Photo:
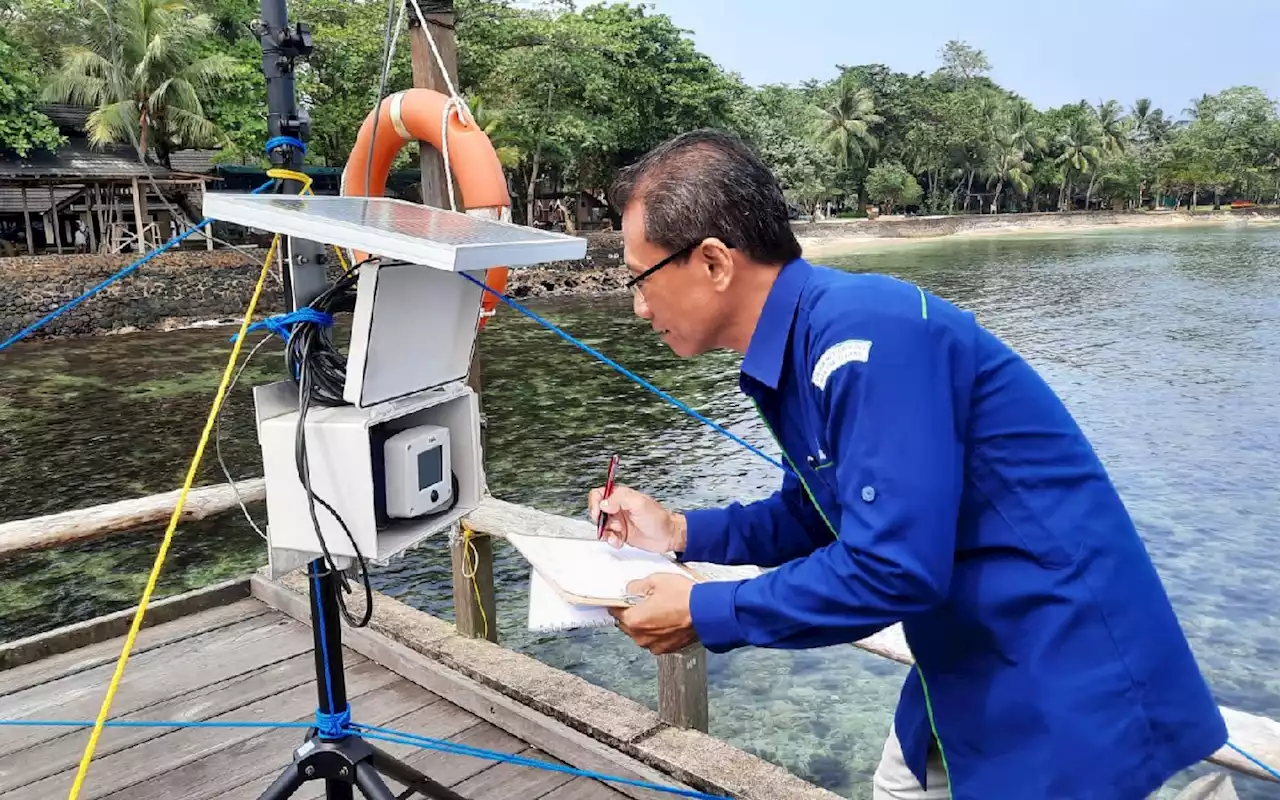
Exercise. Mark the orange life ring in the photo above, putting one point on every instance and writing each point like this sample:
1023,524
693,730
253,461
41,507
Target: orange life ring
416,114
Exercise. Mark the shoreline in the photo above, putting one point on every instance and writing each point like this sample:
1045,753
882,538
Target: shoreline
839,237
184,289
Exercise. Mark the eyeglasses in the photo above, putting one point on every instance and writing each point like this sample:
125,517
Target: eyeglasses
634,284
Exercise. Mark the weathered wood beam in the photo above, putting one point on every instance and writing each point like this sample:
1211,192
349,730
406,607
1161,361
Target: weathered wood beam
96,521
475,607
1257,735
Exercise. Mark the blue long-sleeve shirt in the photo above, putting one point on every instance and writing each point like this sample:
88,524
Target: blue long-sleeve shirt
936,480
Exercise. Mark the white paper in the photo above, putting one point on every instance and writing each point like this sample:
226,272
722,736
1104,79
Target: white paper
588,567
548,611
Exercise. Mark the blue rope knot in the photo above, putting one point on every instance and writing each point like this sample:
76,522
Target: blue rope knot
334,726
284,141
280,324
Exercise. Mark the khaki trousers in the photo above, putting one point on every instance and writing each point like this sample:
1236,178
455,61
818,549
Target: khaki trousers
894,781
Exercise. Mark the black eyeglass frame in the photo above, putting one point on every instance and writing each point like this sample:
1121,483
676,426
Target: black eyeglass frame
684,251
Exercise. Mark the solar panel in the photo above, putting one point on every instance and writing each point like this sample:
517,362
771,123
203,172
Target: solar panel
397,229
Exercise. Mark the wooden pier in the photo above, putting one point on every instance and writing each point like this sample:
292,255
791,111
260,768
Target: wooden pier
242,650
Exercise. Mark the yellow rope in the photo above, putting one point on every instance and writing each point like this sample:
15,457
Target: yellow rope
470,566
173,525
305,179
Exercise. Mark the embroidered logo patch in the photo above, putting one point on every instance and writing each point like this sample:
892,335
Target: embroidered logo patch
837,356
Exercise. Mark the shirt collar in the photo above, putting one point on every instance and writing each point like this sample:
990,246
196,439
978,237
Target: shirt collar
767,351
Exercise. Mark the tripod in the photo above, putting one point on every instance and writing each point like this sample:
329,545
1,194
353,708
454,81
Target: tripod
338,757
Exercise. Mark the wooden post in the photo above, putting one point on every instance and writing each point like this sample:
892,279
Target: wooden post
472,612
140,220
426,74
208,232
474,604
682,689
53,218
26,219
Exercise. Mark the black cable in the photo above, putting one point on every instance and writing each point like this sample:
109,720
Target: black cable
320,371
320,374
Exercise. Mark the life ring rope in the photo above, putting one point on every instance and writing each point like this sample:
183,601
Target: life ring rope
470,160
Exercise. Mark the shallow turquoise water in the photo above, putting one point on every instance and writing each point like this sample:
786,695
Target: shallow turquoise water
1165,344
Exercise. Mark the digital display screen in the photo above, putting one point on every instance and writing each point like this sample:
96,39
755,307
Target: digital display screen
429,467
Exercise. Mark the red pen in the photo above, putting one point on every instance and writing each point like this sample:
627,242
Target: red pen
608,489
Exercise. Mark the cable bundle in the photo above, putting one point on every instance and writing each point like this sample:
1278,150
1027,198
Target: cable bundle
311,355
320,371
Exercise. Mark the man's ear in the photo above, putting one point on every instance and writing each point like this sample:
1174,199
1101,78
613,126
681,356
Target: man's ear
718,263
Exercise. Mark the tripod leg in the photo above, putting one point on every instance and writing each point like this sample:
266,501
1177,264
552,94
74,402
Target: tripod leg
289,781
371,785
398,771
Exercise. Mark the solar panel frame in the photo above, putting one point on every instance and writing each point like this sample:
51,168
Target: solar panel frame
397,229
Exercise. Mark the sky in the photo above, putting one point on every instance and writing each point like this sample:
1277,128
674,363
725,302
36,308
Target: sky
1168,50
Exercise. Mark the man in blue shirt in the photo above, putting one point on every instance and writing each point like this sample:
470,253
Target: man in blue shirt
932,479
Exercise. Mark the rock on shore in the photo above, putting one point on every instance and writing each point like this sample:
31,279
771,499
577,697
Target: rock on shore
187,287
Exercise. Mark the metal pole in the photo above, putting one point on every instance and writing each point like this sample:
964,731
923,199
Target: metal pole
282,46
327,632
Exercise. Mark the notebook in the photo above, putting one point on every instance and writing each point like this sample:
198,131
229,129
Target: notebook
548,611
592,572
575,581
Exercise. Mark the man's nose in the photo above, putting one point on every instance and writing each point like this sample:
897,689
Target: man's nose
640,306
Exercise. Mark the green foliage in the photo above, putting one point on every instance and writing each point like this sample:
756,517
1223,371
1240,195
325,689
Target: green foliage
891,184
22,127
568,95
144,71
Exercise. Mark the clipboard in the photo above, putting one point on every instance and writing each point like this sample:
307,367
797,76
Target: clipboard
592,572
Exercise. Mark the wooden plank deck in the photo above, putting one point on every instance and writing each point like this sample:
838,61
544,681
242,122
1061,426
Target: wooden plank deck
240,662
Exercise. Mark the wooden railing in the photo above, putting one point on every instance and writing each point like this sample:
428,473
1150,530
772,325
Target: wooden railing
681,677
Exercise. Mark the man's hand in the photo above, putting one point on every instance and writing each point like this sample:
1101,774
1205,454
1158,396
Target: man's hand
638,520
661,622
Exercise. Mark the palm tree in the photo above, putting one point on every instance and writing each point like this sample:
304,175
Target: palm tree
842,128
142,71
1006,163
1080,151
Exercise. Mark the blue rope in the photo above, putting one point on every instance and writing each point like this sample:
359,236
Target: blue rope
1270,771
334,725
280,324
283,141
120,274
624,370
428,743
371,731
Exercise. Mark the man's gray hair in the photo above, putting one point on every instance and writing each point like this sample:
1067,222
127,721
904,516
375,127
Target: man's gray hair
708,183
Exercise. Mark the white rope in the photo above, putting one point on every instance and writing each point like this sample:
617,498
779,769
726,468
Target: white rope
453,103
439,60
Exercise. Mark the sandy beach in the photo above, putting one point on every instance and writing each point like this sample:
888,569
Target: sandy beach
831,237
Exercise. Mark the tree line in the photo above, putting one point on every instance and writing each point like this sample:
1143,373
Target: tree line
568,95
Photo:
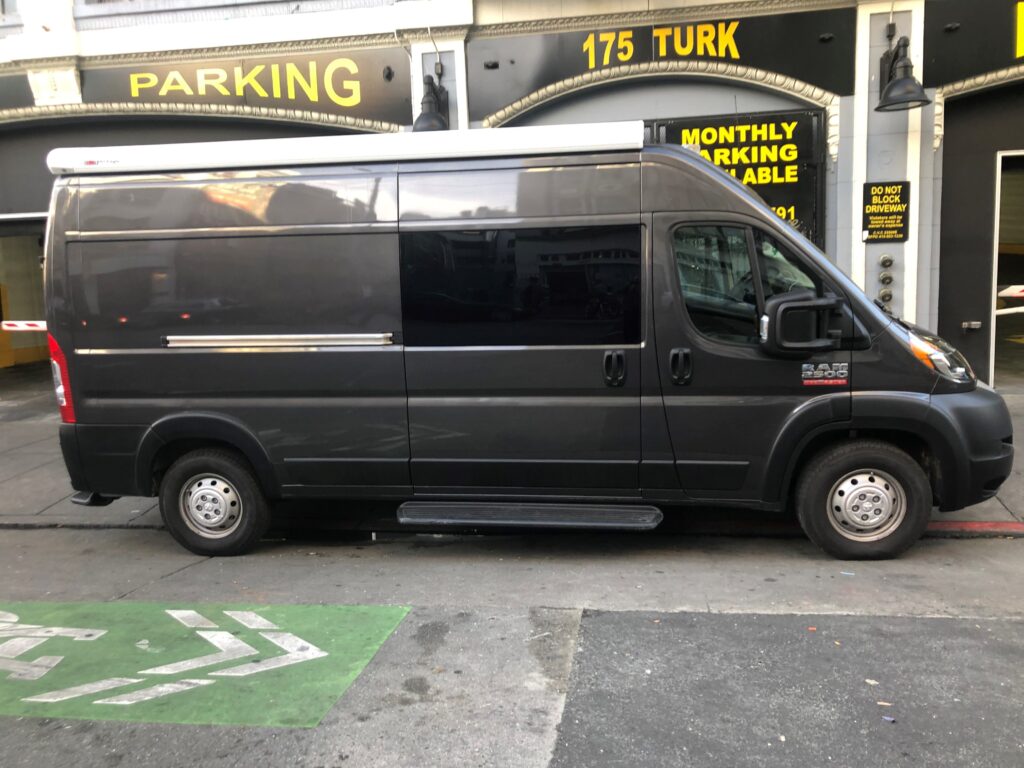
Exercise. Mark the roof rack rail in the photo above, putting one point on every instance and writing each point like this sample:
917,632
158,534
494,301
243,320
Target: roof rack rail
381,147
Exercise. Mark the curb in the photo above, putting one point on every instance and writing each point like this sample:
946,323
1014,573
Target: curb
975,529
936,528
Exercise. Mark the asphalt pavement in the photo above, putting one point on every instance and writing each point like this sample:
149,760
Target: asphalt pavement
118,647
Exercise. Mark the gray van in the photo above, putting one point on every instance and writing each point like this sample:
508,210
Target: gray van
541,327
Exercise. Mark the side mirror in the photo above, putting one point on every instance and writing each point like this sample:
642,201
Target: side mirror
796,325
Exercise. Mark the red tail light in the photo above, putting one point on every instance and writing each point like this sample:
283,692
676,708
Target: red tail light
61,382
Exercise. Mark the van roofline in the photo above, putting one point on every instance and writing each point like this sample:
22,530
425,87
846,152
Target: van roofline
380,147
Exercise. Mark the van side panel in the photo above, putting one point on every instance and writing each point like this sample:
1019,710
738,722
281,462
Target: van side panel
519,287
159,264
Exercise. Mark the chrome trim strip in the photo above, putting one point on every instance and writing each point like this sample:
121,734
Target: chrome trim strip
24,216
235,231
279,340
524,347
229,350
514,221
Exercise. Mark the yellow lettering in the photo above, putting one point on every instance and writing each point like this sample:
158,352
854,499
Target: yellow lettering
275,80
706,40
726,40
1020,31
139,80
213,78
662,35
683,50
294,75
174,82
691,136
352,86
241,81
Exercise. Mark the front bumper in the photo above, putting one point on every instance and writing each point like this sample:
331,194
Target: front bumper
979,431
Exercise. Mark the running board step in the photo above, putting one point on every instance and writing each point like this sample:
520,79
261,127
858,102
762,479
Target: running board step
476,514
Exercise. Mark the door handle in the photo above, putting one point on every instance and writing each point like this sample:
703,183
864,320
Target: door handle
681,365
614,368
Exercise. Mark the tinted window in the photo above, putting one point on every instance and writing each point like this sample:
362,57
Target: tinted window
521,287
714,268
131,293
780,271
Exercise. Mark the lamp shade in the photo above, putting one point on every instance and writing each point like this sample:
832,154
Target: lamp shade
902,91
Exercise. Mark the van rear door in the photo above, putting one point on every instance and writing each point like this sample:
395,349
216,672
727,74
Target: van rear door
731,408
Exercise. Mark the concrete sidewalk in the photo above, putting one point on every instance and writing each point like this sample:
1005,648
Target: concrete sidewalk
35,492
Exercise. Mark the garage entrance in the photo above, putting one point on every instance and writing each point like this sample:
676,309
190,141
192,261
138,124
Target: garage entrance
1008,343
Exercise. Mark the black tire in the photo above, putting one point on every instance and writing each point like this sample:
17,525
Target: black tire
826,500
229,513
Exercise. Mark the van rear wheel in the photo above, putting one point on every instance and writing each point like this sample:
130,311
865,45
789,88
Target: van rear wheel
212,504
863,500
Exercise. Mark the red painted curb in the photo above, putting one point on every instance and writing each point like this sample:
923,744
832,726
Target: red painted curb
989,527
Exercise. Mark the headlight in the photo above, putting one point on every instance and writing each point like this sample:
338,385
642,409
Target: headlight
941,357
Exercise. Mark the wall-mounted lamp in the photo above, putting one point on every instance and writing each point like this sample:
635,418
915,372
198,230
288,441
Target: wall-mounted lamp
433,108
900,90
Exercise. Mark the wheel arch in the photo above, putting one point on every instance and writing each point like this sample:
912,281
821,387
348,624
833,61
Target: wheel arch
903,419
173,436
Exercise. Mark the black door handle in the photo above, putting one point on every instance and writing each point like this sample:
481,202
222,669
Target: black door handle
614,368
681,366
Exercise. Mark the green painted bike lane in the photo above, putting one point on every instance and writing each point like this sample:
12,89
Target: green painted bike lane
282,666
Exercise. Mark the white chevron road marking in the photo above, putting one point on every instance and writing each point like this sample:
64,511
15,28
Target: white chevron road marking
10,649
298,650
229,649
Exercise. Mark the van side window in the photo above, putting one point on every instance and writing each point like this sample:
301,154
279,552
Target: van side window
780,271
714,269
572,286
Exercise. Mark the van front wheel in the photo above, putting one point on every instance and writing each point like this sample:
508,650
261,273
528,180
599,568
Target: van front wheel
212,504
863,500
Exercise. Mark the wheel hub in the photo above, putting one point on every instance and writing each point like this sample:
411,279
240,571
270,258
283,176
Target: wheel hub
210,506
866,505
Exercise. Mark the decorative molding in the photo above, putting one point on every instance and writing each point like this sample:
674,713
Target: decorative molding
983,81
965,88
939,125
632,18
686,68
833,129
121,109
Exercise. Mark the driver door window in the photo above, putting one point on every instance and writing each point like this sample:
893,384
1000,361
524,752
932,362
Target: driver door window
780,272
713,265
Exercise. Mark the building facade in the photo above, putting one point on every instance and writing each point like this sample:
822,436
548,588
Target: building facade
921,207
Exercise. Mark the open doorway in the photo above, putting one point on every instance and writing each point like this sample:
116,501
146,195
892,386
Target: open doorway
1008,342
22,290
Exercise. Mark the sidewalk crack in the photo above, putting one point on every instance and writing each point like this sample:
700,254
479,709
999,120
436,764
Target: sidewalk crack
1013,514
160,579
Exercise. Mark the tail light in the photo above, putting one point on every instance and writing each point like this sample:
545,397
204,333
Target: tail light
61,382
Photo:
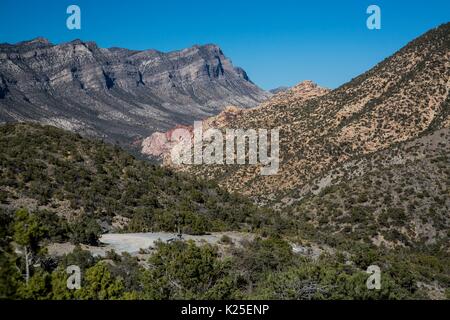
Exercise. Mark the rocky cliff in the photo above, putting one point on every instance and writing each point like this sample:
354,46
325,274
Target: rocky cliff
118,94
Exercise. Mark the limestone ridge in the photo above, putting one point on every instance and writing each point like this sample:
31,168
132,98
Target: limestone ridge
403,98
118,94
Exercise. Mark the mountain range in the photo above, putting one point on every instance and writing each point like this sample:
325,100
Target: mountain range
118,94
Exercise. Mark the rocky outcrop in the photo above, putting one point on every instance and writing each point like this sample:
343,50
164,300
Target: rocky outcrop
159,144
118,94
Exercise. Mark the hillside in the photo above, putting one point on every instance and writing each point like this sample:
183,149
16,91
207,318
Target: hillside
118,94
404,97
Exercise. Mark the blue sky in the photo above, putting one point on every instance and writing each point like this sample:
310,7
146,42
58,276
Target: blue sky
278,43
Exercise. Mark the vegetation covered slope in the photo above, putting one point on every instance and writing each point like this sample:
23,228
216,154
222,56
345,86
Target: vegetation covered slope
395,197
47,169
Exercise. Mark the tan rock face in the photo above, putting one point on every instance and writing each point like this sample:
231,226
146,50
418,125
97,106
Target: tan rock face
159,144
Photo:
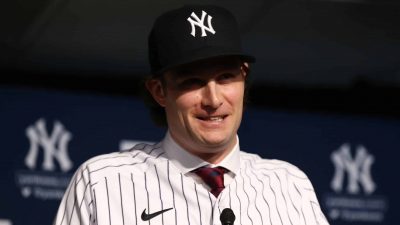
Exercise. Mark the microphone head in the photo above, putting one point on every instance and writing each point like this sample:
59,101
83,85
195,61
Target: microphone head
227,217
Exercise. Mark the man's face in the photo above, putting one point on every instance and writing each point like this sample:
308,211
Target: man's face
204,103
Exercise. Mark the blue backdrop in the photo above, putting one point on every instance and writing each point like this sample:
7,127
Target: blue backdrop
46,135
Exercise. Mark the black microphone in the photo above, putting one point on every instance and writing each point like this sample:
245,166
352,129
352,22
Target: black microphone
227,217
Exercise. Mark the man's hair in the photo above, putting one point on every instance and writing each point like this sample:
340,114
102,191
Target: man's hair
157,112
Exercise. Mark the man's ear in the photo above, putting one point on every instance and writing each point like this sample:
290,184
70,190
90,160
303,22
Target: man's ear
155,87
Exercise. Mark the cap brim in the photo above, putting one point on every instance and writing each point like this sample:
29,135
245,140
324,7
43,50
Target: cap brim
203,55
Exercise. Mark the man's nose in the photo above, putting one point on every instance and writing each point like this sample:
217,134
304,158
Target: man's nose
212,97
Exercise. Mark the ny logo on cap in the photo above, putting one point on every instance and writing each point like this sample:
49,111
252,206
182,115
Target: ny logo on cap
200,23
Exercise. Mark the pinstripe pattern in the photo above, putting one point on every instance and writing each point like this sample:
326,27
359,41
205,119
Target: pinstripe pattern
114,189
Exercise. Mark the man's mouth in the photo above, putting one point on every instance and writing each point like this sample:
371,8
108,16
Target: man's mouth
212,118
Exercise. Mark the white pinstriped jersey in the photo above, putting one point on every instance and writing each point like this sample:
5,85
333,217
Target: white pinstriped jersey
115,189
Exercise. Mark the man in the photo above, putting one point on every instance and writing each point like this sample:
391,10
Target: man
198,170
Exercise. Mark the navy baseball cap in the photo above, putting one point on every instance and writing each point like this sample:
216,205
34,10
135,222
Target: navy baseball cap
192,33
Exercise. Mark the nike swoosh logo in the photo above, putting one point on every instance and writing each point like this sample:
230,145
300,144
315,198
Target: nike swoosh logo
146,216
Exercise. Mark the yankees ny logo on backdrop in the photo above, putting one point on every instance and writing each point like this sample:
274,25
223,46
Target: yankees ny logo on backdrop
200,23
358,169
54,146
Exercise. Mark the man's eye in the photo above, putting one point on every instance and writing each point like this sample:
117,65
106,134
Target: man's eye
227,77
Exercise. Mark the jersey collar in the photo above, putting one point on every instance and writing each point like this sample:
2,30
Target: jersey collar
186,162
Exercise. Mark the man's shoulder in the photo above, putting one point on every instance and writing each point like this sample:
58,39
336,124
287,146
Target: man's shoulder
139,155
268,167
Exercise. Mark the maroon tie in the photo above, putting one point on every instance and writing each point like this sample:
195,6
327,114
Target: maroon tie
213,177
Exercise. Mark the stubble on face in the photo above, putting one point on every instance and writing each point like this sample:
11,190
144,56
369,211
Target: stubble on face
204,104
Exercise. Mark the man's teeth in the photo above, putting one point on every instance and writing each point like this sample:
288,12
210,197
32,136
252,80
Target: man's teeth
215,118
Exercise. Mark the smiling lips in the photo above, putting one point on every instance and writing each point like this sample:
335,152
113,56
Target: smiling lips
212,118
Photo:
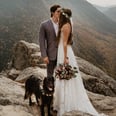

════

**GIVEN REQUEST**
Count the lines of the records above that contain the string "notebook", matching case exactly, and reply with only that number.

**WRITTEN RESPONSE**
2